* **Do this**
Collect every line in the listing below that contains the word "Query", and copy each one in full.

Saved data entries
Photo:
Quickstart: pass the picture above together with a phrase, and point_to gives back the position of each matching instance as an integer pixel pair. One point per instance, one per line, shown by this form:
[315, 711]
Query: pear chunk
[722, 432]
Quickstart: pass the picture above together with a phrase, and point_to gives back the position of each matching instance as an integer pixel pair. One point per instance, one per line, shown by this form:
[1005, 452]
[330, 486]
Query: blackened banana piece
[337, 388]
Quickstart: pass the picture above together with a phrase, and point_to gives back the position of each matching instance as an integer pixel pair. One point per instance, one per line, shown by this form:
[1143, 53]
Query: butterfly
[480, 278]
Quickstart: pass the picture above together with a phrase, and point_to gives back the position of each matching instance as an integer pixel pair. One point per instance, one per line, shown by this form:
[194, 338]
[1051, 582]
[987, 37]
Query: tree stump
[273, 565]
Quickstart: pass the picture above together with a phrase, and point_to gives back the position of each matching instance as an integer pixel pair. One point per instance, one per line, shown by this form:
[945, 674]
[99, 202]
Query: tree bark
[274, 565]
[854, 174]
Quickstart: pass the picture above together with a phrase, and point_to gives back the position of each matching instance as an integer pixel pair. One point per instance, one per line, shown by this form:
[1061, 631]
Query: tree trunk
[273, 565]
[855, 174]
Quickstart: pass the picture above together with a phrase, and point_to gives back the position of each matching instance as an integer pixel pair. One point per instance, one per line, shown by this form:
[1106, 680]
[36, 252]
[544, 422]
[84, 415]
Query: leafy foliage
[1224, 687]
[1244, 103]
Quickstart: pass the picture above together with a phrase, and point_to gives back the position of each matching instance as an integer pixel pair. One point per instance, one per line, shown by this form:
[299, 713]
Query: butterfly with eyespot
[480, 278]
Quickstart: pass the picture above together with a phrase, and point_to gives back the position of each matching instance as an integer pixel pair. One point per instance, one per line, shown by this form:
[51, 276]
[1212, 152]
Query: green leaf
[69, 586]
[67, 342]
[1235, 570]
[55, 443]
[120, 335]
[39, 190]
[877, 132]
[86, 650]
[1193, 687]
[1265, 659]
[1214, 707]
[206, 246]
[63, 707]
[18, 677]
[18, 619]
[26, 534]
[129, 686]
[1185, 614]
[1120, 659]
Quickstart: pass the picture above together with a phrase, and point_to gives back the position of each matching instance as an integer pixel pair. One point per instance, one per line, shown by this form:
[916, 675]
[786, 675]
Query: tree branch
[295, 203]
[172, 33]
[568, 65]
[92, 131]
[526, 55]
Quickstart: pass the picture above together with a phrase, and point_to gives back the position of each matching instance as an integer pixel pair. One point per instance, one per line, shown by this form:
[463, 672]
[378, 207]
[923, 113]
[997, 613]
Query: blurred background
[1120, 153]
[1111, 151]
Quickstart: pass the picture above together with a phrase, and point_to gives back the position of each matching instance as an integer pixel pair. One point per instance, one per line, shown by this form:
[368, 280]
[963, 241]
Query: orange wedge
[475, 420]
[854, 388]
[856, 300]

* **Exercise solution**
Query: pear chunk
Query: blackened banana piece
Query: butterfly
Query: tree stump
Query: tree bark
Query: tree trunk
Query: leafy foliage
Query: butterfly with eyespot
Query: green leaf
Query: tree branch
Query: blurred background
Query: orange wedge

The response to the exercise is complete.